* [What needs to be done]
Sift the data below and copy out each line that contains the string "arch". Uppercase and lowercase count as different letters.

* [Supplied records]
↓↓↓

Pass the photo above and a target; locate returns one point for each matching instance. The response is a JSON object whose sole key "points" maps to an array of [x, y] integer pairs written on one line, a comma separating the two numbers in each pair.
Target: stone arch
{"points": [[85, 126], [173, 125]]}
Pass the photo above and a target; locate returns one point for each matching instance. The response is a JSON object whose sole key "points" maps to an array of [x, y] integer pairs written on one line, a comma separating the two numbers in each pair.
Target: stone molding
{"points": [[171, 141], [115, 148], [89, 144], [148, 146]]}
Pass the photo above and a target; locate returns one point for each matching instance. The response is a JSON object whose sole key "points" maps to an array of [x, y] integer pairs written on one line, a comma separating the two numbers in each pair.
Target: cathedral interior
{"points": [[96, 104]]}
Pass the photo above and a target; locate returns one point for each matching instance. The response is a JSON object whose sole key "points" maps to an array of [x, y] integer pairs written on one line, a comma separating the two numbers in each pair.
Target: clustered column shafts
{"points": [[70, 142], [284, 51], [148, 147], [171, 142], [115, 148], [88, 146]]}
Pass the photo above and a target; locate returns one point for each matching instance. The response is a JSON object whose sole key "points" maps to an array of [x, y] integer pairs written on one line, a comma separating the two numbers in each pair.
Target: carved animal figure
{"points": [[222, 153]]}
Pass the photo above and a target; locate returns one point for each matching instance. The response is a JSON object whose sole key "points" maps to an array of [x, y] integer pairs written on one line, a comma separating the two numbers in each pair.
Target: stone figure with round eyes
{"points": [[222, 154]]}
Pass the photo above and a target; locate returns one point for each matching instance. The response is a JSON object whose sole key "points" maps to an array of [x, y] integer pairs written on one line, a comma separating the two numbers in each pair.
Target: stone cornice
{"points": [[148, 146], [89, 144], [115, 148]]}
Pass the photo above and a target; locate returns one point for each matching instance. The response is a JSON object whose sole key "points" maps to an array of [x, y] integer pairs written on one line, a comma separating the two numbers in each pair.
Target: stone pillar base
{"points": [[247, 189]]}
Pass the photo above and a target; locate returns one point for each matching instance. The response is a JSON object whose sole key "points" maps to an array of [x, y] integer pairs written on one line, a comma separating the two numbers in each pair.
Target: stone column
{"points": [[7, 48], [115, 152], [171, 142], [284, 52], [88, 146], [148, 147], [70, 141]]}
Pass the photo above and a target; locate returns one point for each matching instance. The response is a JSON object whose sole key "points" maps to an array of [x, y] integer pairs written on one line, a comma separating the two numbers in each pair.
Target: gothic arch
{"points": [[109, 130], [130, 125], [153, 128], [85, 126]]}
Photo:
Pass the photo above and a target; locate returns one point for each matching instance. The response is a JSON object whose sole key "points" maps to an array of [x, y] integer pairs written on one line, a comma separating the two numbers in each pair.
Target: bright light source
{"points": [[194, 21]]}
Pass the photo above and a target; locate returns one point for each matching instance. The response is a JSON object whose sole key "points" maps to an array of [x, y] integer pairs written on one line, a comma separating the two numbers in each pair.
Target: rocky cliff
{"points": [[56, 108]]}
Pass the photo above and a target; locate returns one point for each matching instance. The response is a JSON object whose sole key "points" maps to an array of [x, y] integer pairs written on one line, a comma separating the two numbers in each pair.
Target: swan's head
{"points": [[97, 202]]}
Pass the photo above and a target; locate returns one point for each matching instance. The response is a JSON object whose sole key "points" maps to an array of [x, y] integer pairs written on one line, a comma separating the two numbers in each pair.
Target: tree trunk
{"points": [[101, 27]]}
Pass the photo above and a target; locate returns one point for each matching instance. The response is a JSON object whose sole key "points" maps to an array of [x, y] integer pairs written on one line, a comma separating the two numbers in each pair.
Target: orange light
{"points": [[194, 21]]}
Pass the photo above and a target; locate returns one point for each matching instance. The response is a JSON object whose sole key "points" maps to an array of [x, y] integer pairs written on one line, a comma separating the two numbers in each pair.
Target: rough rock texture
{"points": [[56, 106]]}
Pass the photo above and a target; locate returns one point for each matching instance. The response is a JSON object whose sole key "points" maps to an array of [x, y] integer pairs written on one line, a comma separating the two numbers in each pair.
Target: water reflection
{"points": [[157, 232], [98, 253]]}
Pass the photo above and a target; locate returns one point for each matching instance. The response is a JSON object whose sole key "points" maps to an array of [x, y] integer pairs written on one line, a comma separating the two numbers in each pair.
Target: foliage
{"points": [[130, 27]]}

↑↑↑

* [Response to this task]
Target: stone arch
Target: gothic arch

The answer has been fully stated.